+++ Material shown +++

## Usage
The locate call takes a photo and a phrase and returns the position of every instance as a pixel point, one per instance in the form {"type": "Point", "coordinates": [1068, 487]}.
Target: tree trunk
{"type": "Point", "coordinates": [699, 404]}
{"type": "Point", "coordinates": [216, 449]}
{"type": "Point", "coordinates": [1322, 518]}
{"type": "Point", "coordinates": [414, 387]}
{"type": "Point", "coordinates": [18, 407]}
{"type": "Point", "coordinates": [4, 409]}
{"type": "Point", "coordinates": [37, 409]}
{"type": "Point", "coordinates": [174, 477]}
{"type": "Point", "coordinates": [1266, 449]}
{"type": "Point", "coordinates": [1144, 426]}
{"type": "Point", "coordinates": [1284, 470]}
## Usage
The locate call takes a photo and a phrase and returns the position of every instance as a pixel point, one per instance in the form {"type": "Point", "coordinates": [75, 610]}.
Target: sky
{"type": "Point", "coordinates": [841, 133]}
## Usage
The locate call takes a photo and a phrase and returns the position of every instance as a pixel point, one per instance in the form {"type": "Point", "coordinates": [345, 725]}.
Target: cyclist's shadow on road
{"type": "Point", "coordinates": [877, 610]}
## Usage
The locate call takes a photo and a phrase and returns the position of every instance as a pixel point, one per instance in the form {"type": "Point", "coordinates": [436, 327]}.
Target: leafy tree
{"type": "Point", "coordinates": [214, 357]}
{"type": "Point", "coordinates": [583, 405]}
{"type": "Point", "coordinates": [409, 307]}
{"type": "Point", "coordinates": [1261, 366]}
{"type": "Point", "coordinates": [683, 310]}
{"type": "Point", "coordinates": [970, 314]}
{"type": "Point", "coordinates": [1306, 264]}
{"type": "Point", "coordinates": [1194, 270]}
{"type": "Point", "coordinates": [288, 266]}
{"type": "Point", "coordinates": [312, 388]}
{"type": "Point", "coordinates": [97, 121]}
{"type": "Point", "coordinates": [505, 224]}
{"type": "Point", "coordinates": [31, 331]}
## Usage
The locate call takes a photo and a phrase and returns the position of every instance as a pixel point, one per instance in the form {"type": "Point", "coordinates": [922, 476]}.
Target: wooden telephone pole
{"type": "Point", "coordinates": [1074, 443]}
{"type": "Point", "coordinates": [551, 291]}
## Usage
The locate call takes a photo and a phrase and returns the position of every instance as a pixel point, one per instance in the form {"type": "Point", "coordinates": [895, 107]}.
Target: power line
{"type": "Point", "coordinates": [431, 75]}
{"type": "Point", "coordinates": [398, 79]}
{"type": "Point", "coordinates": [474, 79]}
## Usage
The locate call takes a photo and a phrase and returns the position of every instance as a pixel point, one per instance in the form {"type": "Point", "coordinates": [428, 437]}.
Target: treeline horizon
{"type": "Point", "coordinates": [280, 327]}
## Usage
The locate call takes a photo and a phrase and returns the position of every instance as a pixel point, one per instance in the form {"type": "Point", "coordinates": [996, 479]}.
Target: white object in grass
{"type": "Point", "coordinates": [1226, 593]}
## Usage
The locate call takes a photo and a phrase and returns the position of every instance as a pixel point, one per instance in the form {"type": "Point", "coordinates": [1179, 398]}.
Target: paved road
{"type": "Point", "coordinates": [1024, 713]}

+++
+++ Material shown +++

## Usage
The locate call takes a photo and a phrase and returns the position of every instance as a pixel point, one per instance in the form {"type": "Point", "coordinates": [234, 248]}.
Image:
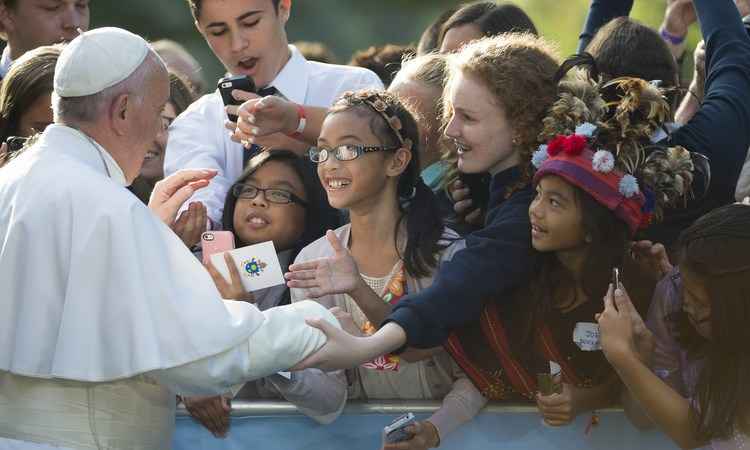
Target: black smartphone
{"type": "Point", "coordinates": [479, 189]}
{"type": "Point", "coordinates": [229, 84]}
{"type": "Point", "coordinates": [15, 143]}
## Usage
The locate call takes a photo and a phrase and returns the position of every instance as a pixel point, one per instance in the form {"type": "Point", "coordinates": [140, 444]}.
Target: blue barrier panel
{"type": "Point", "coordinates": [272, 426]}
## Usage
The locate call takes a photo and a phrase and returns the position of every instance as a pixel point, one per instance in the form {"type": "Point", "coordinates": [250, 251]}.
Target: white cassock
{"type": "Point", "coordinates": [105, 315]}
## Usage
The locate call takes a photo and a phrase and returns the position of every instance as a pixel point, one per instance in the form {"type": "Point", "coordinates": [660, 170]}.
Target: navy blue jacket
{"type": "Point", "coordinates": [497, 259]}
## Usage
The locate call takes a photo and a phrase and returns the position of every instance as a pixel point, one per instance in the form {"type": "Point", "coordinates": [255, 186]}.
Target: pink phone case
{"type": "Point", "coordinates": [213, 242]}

+++

How many lines above, across both blocks, contain the string "white"? Reply with the number alone.

== Solution ==
2